- Material for this task
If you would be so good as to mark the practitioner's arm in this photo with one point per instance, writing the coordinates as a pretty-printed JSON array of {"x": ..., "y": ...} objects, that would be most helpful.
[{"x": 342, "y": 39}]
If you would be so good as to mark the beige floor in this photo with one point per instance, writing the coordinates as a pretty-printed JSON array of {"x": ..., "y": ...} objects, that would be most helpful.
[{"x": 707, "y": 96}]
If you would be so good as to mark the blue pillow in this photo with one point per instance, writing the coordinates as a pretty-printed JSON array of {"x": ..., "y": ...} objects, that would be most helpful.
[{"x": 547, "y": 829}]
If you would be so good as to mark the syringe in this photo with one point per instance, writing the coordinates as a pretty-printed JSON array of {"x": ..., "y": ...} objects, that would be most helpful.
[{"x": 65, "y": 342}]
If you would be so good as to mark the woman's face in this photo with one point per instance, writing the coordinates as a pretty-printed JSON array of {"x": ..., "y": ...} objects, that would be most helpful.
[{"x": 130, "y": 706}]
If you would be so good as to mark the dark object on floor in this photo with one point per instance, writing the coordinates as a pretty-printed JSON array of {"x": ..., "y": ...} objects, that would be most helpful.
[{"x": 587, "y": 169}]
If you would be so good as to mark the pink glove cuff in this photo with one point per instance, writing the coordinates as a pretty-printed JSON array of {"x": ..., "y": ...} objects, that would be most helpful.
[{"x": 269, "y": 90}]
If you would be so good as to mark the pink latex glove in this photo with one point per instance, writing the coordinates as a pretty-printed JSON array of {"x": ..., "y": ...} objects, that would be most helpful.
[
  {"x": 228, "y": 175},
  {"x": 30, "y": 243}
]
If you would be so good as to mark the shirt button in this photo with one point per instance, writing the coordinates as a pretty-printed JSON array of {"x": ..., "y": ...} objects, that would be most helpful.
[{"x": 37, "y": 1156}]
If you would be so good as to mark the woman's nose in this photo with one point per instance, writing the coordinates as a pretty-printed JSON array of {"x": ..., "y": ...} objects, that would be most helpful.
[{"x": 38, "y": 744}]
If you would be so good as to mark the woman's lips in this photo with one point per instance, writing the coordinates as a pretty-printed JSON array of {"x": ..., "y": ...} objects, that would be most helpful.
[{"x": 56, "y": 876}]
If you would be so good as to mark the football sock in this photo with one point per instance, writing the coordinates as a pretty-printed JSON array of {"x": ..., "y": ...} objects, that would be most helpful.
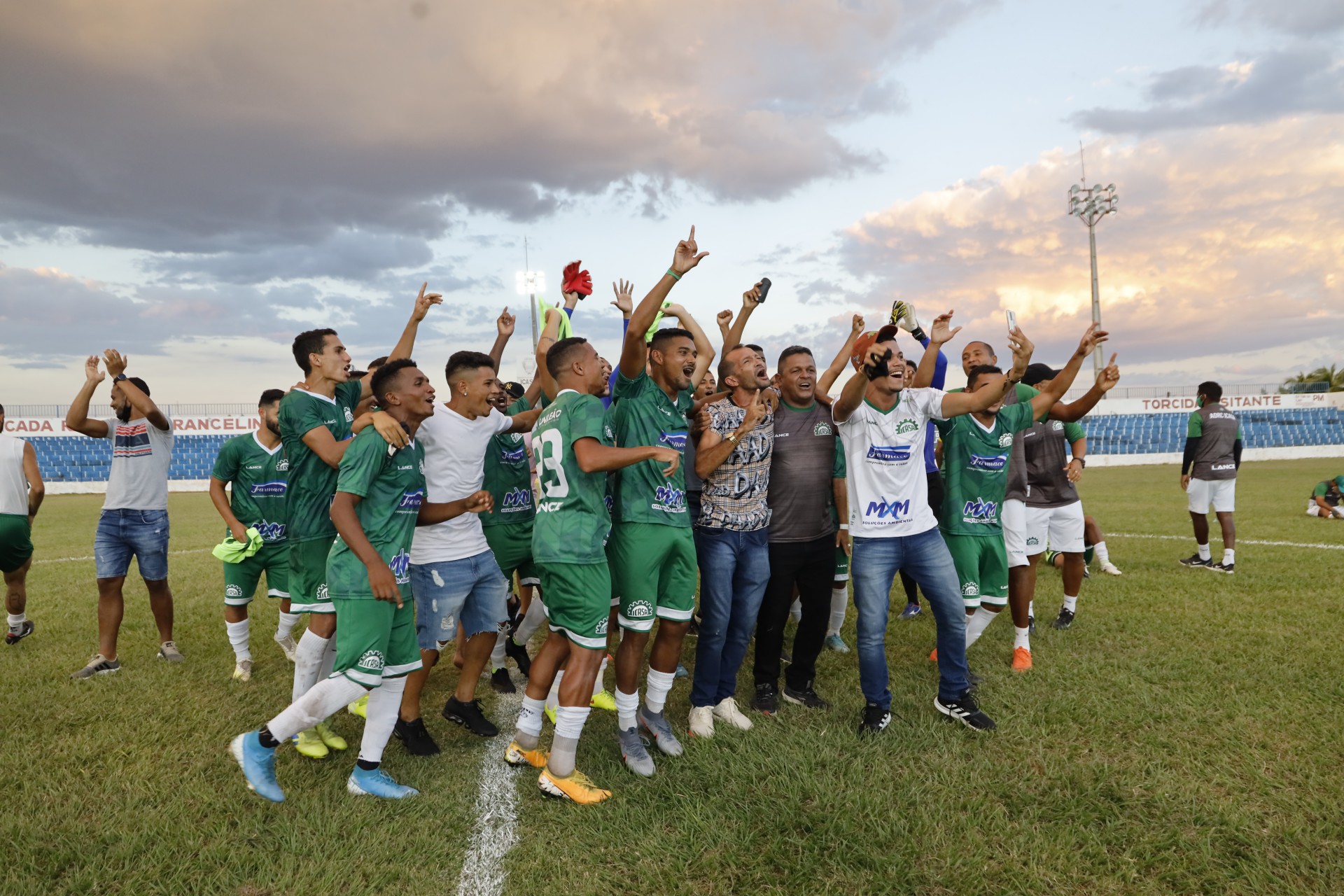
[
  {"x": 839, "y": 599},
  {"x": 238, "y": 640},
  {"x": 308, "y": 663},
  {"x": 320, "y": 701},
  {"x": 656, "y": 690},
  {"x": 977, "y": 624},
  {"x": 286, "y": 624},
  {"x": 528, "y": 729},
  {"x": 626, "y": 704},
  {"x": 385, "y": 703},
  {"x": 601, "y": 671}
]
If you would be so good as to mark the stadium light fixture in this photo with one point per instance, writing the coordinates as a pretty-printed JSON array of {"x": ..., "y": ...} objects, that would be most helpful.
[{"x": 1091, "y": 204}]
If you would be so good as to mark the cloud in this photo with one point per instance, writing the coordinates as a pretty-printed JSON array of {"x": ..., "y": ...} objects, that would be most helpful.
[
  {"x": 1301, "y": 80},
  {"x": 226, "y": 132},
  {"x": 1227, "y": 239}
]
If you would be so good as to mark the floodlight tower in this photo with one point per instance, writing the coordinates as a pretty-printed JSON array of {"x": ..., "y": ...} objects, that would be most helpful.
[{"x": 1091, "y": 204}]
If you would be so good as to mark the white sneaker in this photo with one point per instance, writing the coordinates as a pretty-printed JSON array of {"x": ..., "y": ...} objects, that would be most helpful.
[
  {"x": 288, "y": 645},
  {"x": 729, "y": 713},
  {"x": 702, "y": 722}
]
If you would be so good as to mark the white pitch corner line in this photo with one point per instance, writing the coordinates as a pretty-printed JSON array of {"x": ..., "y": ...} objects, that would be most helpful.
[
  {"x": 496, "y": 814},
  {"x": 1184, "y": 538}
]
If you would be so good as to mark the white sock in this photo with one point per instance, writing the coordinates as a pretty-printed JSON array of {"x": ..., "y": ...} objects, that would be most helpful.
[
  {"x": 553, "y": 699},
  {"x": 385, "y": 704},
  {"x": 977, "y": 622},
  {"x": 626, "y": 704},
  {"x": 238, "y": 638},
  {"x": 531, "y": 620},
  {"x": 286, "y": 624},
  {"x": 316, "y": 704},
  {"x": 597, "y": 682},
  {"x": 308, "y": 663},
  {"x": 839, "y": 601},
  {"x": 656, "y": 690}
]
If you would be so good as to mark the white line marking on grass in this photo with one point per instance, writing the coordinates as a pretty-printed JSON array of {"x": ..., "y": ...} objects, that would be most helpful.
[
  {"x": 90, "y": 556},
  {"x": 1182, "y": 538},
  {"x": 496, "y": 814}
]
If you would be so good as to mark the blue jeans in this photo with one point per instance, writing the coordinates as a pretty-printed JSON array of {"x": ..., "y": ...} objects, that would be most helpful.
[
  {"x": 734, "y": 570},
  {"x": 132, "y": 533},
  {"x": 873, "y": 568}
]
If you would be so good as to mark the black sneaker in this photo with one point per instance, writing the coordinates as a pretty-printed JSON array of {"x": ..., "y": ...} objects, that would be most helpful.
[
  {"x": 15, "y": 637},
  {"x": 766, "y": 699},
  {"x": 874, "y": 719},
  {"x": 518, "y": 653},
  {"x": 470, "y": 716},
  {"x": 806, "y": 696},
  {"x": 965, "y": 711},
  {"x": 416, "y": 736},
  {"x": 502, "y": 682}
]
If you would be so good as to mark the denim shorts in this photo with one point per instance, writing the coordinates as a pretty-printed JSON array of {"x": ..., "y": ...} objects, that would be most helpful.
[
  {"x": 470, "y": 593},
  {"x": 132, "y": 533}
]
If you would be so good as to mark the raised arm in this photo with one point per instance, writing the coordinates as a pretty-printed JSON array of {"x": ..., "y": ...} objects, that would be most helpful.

- Stated exercise
Copy out each line word for word, please, skipping the images.

- Task output
If you would be so good as to mark the practitioner's arm in this photo with one point per instance, writing the coordinates as a pretty-printed JSON array of {"x": ..., "y": ...} objects, that would be most helpful.
[{"x": 342, "y": 39}]
If you would be so good as to mark the beige floor in this photo with one point per instance, writing the coordinates as a pretty-printed JSON array of {"x": ..., "y": ...} objects, that would be most helpful.
[{"x": 707, "y": 96}]
If you would be so good as to mark the blue pillow in this photo with one point per instance, writing the coordinates as a pretty-printed JSON array of {"x": ..., "y": ...} objects, that would be most helpful.
[{"x": 547, "y": 829}]
If you would be so good as to mark the syringe in this photo with one point per instance, writing the coordinates as a pretty-printed JSON array of {"x": ..., "y": ...} objects, that would be most helpful.
[{"x": 65, "y": 342}]
If you would be so good as to mark the woman's face in this photo with one point per instance, writing the coordinates as a pretty-printed JSON array of {"x": ..., "y": ...} objects, that would be most helpful.
[{"x": 130, "y": 706}]
If you would be so good as to mark the dark object on floor in this photo with one point per instance, writing the coordinates as a pretty-printed JSON array of {"x": ..., "y": ...} objects, that would be most helpful.
[{"x": 587, "y": 169}]
If you would be so good as to mark the pink glove cuff in this photo with one point per instance, writing the coordinates as a pretty-printed JSON array of {"x": ..., "y": ...} objects, that would be most helpful.
[{"x": 269, "y": 90}]
If you would be so good as to mark the pink latex glove in this photo with one point per instance, writing the coordinates as a pretty-printed JSON array of {"x": ..., "y": ...} objects, that would be most helpful.
[
  {"x": 228, "y": 175},
  {"x": 30, "y": 243}
]
If you would be so good as to mark the shirt button in this photo with one point per instance, writing the coordinates as a pretty-printed JSON array of {"x": ..., "y": ...} objects, that would be most helpful.
[{"x": 37, "y": 1156}]
If you would be so good as to mark the woman's nose in this photo with one point per instance, writing the coordinates as a pretty-printed JSON array of {"x": ..., "y": ...} objects, that would be most helpful.
[{"x": 38, "y": 744}]
If you would be so good as to mark the woman's lips in this photo with one point per instance, writing the coordinates as a pretty-printed JSON array of {"x": ..., "y": ...} objects, that would be most helpful.
[{"x": 56, "y": 876}]
If you would be so good as to mark the football sock in this photo with one point per instance, writing the coordinates as a pretty-printed JSON array of {"x": ..., "y": ...} objects, that would be most helpful.
[
  {"x": 839, "y": 599},
  {"x": 238, "y": 640},
  {"x": 308, "y": 663},
  {"x": 320, "y": 701},
  {"x": 656, "y": 690},
  {"x": 977, "y": 624},
  {"x": 286, "y": 624},
  {"x": 528, "y": 729},
  {"x": 626, "y": 704},
  {"x": 385, "y": 703},
  {"x": 601, "y": 671}
]
If you would be so good as to mark the stadium light fixture in this photo with one point per instance, writing the coordinates as a pretty-printed JSON array of {"x": ..., "y": ...} objects, that would be most helpful.
[{"x": 1091, "y": 204}]
If you would be so good as to mark the cloud in this photo with one point per instance, writing the coordinates as a pretty-printed JSON array of {"x": ..., "y": ...} objects, that would be most helpful.
[
  {"x": 1301, "y": 80},
  {"x": 226, "y": 132},
  {"x": 1227, "y": 239}
]
If you would be so good as to mark the floodlight tower in this photo with one point per instance, writing the coordinates as a pretty-printed JSON array of {"x": ..., "y": ...} objects, that would be most helpful.
[{"x": 1091, "y": 204}]
If you would be so good as to mark the white sneaker in this photo with one point per instance, writing the coordinates as a pretty-printed JSON array of {"x": ..., "y": ...} objects, that would be most helpful.
[
  {"x": 288, "y": 645},
  {"x": 729, "y": 713},
  {"x": 702, "y": 722}
]
If you would be so good as to mark the white pitch corner line in this photo with one point per instance, writing the coordinates as a pretty-printed JSON array of {"x": ..., "y": ...} objects, that would be most helpful.
[
  {"x": 496, "y": 814},
  {"x": 1184, "y": 538}
]
If you would be so good as to mark the white sock in this photo with one point per instance, writing the coordinates as a pretty-printed JSON array of {"x": ..., "y": ...} objects, that would be most helpful.
[
  {"x": 553, "y": 699},
  {"x": 385, "y": 704},
  {"x": 977, "y": 622},
  {"x": 626, "y": 704},
  {"x": 238, "y": 638},
  {"x": 531, "y": 620},
  {"x": 286, "y": 624},
  {"x": 316, "y": 704},
  {"x": 597, "y": 682},
  {"x": 308, "y": 663},
  {"x": 839, "y": 601},
  {"x": 656, "y": 690}
]
If you would be so good as to mark the white line marking on grass in this photo with one point per instance, writing the coordinates as a pretty-printed JSON array of {"x": ..., "y": ...} objects, that would be most helpful.
[
  {"x": 90, "y": 556},
  {"x": 1182, "y": 538},
  {"x": 496, "y": 814}
]
If you would be so good as to mark the blue jeans in this photo with one point per instance, writing the coordinates as a pretty-printed JSON array of {"x": ..., "y": ...} objects, that would be most helpful.
[
  {"x": 734, "y": 570},
  {"x": 132, "y": 533},
  {"x": 873, "y": 568}
]
If you would be so good as to mark the black sneaker in this photo with one point per instance, writing the coordinates as a pretty-printed JSON array of {"x": ..., "y": ...} objects, that would be most helpful.
[
  {"x": 15, "y": 637},
  {"x": 766, "y": 699},
  {"x": 874, "y": 719},
  {"x": 518, "y": 653},
  {"x": 470, "y": 716},
  {"x": 806, "y": 696},
  {"x": 965, "y": 711},
  {"x": 416, "y": 736},
  {"x": 502, "y": 682}
]
If you would be so good as to mark the denim shorts in this photo with one point per instance, writing the coordinates as a pretty-printed JSON array of {"x": ..., "y": ...} objects, that would be most helpful.
[
  {"x": 470, "y": 593},
  {"x": 132, "y": 533}
]
If you would be so good as to mark the raised arm in this photo with one point per instance, writing the coordinates as a pretty-printed JSON array of {"x": ..., "y": ...} objects, that would be most helpful.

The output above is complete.